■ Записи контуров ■

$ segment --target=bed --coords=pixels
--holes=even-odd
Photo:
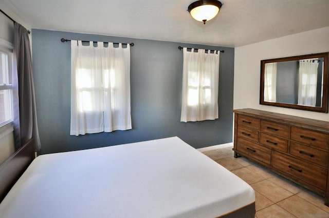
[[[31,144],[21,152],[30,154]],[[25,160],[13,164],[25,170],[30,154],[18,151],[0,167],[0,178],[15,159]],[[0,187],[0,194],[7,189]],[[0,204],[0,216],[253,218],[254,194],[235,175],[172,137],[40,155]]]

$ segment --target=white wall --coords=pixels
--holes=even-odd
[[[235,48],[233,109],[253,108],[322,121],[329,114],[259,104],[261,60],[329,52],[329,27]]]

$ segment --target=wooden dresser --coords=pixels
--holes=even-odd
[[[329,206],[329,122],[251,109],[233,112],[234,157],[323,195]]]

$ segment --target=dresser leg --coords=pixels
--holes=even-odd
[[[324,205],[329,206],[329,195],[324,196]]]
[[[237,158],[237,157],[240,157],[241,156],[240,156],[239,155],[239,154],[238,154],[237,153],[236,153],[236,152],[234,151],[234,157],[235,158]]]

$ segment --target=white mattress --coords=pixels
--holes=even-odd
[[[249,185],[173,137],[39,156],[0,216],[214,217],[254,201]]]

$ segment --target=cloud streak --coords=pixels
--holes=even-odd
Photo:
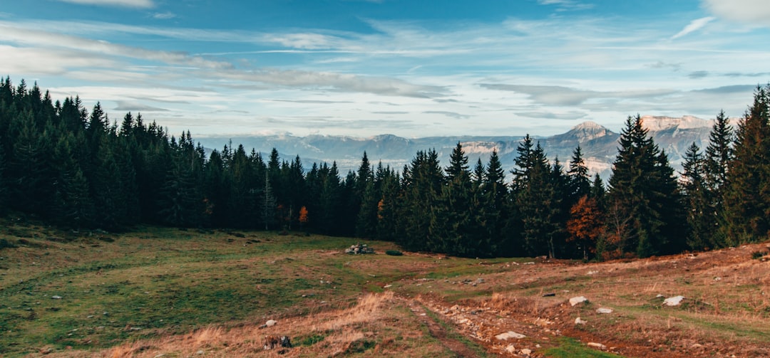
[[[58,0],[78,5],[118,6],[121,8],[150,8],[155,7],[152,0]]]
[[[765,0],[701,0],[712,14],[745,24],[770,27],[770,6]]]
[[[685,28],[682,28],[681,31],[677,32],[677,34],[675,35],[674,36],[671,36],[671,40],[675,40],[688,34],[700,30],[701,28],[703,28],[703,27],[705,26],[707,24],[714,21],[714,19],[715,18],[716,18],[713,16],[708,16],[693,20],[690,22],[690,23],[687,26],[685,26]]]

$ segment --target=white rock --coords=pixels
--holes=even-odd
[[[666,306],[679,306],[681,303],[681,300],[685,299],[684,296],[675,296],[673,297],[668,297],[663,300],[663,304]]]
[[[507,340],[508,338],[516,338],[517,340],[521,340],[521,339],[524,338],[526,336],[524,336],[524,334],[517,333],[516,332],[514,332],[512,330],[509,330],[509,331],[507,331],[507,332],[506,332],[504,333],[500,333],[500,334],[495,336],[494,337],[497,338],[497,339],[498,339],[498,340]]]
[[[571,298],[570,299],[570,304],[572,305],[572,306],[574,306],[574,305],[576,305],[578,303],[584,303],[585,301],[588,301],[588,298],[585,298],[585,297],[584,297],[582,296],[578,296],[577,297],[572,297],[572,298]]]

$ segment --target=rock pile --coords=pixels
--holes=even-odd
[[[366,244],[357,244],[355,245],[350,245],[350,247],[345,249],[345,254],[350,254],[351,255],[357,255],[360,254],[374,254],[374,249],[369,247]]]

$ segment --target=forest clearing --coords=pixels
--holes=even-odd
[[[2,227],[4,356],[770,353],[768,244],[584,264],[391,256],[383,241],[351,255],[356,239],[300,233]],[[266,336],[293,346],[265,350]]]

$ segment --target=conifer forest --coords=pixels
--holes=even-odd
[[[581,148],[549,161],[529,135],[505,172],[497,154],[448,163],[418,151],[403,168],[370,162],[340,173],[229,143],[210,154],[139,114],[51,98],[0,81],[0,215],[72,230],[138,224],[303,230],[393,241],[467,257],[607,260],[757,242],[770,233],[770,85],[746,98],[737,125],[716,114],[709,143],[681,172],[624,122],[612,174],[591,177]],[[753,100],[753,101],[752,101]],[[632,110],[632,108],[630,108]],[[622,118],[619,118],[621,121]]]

■ Цель задания ■
Выберите в листинге выше все строки, где встречается строка "forest", и перепишите их. Регистр букв учитывается.

■ Ответ на задание ■
$ segment --target=forest clearing --coords=pixels
$ segment --target=conifer forest --coords=pixels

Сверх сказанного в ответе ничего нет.